Figure 10.1 illustrates the stops along the road to open science and reproducibility that we followed in this case study. Each stop is described in more detail below.

10.1 Stop: we plan with open science & reproducibility in mind

Most of your time is about conducting your research tasks and selecting and using the tooling and methods required (Figure 10.2). We, for instance, write code or use supporting tools for data collection, data analysis and data visualization. We programmatically run models and machine learning algorithms to produce plots and graphs. We also produce maps as we explore lots of geospatial datasets. Our code research is often experimental and iterative, and demands to work with notebooks, either in python or R, to interactively explore, transform, process, analyse and visualise datasets. We also build web applications or mobile apps, which follow a more general purpose software engineering practices.

So, when it comes to writing code, managing datasets, and so on, you need to follow basic recommendations and practices for making your resources more reproducible and easy to manage and document. There are excellent practical guides published elsewhere with general recommendations for promoting reproducibility, research data management and open science. And, of course, the selection of recommendations to apply before and during research.

Figure 10.2: Planning from the beginning

10.2 Stop: we develop (code) using version control

In GEOTEC, the use of GitHub is the preferred choice. We have an organization account where teams, members (developers), and repos associated with each team are publicly available. A team in Github is related to a research project or a line of research at GEOTEC, so the repositories within a team are connected to the same line of research or to a series of related projects.

## PROBLEMS TO SOLVE
**1.** In the case study on open science and reproducibility:
(a) In which two languages does the group work with notebooks?
(b) What is the preferred choice at GEOTEC for developing code under version control?
(c) What is a team in GitHub related to at GEOTEC?
**2.** How would you continue the case study on open science and reproducibility, picking up right after its final sentence?

## RAW DATA
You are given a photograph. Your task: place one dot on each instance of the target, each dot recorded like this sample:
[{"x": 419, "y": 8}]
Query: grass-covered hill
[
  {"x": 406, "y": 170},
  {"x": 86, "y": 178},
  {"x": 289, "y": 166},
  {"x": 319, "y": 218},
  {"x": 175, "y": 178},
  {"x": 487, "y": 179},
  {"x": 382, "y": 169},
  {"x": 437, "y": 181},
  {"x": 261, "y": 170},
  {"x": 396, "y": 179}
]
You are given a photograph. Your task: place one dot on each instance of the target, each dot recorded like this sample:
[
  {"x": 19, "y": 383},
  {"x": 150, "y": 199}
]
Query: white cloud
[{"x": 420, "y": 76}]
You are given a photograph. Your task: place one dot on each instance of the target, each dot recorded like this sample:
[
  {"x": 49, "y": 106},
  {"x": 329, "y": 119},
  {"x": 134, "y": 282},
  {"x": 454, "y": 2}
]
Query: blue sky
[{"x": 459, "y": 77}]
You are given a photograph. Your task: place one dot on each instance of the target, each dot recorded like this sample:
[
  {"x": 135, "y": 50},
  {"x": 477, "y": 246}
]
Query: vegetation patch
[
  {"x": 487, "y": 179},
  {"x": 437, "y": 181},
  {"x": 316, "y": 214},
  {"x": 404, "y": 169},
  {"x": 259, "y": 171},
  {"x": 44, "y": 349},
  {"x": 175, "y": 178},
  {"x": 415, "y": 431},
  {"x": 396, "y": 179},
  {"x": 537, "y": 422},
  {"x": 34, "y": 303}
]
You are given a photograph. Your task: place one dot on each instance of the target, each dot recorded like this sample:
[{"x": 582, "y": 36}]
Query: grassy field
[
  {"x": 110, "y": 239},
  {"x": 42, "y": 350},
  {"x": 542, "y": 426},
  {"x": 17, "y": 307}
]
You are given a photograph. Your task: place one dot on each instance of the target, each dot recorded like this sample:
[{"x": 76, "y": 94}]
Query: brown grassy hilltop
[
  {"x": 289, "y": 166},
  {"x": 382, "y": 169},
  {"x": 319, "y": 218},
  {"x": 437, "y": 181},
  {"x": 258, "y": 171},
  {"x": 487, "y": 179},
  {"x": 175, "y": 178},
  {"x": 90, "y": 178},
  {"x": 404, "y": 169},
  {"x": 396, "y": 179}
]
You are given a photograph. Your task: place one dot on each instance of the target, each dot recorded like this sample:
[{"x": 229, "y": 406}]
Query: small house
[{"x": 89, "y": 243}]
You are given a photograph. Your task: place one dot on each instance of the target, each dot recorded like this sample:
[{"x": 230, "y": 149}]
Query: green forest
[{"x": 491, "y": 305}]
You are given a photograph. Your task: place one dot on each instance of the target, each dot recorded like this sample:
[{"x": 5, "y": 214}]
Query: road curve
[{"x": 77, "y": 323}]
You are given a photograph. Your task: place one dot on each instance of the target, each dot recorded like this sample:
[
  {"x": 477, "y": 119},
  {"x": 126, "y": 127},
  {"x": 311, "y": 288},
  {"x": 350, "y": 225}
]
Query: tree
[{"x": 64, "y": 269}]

## RESPONSES IN ORDER
**1.**
(a) Python or R.
(b) GitHub.
(c) A research project or a line of research at GEOTEC.

**2.**
Regardless of the programming language used, the folder structure of the repository, or whatever the intention (thesis, article, presentation, etc.) of the repository, there are some elements that are common to all repositories:

A README file describes what the repository is about, what elements (code, data) it contains, license, how to reproduce it, specific conditions of the computational environment such as hardware devices or computation time demands if required.
A LICENSE file.
A requirements.txt file or similar to declare external dependencies and versions.

It is a good idea to have a default license when a new project is created. Depending on the nature of the artifacts to be included, the default license can of course be replaced by another one that better captures the specific needs and restrictions of a project or software tool. Until stated otherwise, GEOTEC by default uses:

Documents are licensed under the Creative Commons Attribution 4.0 International License.
Code, scripts, software resources are licensed under the Apache License 2.0.
Data is licensed under the Open Data Commons Attribution License 1.0.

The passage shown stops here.